> [Directions for this task] Show every line in the listing below that contains the string "boulder", copying each one in full. Matching is case-sensitive.

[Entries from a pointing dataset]
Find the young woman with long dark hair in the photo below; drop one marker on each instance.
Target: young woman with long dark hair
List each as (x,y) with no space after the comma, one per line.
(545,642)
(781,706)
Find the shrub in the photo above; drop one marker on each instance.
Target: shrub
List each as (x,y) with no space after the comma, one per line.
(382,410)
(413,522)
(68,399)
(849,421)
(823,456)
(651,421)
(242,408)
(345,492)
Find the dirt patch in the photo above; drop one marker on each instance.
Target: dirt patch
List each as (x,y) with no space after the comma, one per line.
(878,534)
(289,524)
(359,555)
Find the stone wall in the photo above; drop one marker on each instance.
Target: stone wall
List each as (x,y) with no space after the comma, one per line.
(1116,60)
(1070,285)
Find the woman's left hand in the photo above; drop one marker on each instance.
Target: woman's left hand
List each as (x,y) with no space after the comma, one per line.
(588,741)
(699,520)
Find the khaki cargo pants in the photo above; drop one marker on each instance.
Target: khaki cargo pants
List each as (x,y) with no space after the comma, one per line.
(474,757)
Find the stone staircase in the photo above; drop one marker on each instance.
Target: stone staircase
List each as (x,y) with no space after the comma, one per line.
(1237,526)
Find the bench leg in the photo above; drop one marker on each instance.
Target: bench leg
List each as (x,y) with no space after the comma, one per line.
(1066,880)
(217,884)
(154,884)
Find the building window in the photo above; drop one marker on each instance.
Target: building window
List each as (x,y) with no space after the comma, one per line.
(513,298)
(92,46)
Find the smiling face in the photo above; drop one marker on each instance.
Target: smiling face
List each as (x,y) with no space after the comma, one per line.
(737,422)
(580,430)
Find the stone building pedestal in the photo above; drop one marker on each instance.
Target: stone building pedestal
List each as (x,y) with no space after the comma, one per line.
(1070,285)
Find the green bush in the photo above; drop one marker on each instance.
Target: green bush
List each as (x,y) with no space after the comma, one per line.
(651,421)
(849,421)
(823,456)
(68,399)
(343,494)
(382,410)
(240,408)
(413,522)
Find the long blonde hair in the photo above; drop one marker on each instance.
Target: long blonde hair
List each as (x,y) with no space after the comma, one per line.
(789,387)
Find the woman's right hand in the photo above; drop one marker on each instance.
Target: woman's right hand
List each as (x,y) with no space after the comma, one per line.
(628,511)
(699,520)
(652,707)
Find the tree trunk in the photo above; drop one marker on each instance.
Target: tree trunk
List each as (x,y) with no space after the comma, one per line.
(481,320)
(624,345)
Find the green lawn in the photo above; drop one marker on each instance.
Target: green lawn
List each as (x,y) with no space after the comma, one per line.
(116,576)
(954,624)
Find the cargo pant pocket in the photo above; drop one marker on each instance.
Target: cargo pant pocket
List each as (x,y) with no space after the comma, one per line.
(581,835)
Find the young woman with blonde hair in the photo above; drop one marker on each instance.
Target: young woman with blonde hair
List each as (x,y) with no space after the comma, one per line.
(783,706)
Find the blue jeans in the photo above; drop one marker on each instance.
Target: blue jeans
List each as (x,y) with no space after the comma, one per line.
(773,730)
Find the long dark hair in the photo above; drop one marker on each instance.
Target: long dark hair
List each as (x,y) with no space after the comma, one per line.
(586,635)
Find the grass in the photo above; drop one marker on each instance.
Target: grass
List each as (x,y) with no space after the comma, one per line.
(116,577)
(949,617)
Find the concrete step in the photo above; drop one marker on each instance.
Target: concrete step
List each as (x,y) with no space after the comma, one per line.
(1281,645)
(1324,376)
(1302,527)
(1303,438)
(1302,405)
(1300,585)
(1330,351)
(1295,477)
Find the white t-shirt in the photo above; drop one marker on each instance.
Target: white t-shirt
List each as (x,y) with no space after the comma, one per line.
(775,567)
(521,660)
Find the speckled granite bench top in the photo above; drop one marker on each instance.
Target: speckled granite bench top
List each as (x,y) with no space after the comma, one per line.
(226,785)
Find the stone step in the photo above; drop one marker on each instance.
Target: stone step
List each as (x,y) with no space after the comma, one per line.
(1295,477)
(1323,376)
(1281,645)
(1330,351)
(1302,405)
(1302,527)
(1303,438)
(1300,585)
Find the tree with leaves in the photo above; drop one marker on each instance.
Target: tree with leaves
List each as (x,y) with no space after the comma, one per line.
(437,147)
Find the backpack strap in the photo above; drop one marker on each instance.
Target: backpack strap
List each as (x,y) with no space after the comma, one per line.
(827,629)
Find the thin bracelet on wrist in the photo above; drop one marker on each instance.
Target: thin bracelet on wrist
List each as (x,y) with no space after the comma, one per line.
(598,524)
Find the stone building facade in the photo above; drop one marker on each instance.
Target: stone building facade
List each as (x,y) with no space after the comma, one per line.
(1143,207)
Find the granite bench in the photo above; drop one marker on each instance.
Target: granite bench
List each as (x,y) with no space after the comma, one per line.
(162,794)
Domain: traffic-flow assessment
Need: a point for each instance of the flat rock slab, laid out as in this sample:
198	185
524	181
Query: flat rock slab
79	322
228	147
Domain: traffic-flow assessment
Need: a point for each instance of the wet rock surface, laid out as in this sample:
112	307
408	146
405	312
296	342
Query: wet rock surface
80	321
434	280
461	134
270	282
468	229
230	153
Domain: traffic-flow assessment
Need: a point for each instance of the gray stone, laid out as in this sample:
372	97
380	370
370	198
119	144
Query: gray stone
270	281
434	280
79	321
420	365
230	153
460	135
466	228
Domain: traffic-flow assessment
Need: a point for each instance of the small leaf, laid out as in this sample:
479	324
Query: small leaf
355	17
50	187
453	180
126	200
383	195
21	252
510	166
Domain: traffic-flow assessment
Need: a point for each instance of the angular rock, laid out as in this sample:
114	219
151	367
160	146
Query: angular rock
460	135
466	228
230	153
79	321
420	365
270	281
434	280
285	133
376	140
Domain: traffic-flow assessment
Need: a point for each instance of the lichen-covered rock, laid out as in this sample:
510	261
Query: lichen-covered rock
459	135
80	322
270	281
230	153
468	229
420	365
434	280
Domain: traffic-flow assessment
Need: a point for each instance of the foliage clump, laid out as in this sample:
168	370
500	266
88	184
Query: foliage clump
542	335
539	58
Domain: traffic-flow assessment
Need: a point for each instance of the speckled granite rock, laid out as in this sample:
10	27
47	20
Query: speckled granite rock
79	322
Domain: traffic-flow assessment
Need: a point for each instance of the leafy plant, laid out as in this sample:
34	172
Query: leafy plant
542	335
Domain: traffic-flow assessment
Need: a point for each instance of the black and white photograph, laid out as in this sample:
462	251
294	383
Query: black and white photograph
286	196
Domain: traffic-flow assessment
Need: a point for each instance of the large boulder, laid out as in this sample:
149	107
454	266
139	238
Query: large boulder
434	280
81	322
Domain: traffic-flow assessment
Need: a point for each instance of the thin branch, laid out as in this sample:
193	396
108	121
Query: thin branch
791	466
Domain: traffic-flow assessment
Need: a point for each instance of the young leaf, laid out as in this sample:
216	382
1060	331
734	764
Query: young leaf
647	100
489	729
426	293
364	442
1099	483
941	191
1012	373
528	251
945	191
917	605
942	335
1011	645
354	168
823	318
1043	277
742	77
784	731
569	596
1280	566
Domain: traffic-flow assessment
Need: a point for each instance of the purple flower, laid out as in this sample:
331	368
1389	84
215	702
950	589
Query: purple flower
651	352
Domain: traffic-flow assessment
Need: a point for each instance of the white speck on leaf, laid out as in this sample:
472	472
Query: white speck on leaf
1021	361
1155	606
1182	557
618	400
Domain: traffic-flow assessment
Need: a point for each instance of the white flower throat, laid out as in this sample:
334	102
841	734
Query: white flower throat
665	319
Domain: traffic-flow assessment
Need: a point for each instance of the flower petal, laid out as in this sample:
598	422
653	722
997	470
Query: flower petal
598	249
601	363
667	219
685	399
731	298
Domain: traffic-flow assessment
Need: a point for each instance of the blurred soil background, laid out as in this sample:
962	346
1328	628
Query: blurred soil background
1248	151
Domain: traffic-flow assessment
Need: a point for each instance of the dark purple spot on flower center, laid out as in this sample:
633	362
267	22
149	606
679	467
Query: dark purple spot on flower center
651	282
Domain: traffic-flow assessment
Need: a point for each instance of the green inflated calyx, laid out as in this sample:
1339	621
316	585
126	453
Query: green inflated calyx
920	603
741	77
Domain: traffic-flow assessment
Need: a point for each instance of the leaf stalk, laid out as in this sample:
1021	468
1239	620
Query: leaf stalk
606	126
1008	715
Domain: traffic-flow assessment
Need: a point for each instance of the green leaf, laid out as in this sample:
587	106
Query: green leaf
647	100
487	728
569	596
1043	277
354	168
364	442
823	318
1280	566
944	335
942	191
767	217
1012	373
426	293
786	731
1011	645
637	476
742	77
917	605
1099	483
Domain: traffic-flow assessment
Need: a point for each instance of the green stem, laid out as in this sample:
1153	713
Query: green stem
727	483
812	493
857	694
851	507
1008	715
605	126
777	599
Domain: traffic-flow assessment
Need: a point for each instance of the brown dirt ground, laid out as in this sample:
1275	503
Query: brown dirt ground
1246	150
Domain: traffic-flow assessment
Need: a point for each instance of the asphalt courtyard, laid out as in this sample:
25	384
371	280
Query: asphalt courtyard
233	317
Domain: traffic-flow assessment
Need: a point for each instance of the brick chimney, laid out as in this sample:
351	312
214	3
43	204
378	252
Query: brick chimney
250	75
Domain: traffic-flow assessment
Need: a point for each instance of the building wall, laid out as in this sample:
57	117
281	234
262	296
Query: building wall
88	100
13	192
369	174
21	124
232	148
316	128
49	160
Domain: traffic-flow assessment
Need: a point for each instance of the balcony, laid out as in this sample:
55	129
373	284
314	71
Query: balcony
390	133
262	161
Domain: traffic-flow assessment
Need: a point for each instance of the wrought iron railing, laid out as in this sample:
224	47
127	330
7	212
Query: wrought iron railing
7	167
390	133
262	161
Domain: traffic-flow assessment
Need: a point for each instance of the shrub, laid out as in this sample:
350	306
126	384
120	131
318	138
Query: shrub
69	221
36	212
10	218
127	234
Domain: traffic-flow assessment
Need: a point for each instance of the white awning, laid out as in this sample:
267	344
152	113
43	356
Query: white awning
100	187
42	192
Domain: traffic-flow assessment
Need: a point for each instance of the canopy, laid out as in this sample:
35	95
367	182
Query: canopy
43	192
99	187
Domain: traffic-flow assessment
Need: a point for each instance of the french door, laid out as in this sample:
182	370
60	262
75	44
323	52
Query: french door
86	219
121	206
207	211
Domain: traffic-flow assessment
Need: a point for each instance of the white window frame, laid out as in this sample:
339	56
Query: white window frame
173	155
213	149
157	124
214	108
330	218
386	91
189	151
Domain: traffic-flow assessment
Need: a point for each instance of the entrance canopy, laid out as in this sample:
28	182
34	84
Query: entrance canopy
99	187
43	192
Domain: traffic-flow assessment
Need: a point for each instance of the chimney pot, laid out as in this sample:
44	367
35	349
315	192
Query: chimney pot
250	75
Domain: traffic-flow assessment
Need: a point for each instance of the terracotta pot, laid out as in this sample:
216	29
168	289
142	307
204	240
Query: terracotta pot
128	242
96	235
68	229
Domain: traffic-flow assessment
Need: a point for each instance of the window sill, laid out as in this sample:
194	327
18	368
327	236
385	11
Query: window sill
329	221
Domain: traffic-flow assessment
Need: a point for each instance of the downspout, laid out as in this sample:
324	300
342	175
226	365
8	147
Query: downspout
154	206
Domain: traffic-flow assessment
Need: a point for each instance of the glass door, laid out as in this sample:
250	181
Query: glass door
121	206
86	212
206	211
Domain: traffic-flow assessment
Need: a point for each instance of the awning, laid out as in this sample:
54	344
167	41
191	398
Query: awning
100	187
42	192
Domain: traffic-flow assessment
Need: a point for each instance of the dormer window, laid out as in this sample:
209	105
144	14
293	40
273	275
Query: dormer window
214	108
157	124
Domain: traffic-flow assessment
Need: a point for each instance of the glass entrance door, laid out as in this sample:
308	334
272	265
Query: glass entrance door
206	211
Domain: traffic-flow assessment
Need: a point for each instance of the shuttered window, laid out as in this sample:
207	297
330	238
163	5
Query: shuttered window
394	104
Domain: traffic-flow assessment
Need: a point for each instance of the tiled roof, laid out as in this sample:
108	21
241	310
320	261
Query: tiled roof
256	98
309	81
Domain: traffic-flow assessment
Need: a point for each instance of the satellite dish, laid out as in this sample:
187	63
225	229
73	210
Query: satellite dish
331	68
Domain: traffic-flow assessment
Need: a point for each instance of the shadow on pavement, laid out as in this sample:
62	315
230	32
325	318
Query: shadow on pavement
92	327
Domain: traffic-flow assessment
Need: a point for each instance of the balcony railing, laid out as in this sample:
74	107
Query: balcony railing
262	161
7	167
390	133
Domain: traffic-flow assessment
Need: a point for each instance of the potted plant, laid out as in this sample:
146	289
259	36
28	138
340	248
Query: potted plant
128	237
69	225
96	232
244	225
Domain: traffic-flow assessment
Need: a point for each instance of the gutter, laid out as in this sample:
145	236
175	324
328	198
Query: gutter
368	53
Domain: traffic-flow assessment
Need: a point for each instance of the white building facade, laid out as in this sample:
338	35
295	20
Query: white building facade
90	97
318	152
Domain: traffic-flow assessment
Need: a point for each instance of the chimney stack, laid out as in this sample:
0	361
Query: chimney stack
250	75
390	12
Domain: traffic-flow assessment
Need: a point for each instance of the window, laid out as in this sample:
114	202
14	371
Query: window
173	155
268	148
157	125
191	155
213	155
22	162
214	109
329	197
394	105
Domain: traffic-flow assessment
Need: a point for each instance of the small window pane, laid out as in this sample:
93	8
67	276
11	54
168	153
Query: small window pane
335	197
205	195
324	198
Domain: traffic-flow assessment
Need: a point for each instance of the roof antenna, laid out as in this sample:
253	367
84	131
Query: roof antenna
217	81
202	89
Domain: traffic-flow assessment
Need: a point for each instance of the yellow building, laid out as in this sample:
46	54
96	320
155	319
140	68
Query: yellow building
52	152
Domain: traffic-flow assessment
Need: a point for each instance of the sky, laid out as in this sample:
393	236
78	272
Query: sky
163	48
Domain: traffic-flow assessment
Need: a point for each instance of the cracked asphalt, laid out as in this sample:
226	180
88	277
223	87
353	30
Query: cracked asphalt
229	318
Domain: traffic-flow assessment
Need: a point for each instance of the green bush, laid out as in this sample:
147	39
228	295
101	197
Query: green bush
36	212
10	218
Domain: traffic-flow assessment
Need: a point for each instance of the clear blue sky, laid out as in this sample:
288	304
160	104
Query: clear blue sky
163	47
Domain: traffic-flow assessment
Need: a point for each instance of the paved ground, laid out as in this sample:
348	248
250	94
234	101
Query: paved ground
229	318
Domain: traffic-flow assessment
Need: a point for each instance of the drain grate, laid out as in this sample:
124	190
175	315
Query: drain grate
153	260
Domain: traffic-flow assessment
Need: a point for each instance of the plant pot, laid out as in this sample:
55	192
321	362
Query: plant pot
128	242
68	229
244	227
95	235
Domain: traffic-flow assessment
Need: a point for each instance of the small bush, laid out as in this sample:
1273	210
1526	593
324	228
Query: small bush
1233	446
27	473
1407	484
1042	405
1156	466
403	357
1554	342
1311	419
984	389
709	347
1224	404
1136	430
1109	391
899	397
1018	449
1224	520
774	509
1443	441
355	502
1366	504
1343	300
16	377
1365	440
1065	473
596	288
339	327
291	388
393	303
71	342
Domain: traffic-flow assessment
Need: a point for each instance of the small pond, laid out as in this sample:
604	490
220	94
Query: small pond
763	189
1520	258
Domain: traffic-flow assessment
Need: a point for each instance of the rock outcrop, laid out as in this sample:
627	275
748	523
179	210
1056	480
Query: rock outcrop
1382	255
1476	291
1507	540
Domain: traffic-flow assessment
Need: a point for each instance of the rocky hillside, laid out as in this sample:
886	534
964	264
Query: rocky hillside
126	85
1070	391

> [Solution for this problem]
Need: a point for each instance of the large boulder, laid out as in this sample:
Query: large boulder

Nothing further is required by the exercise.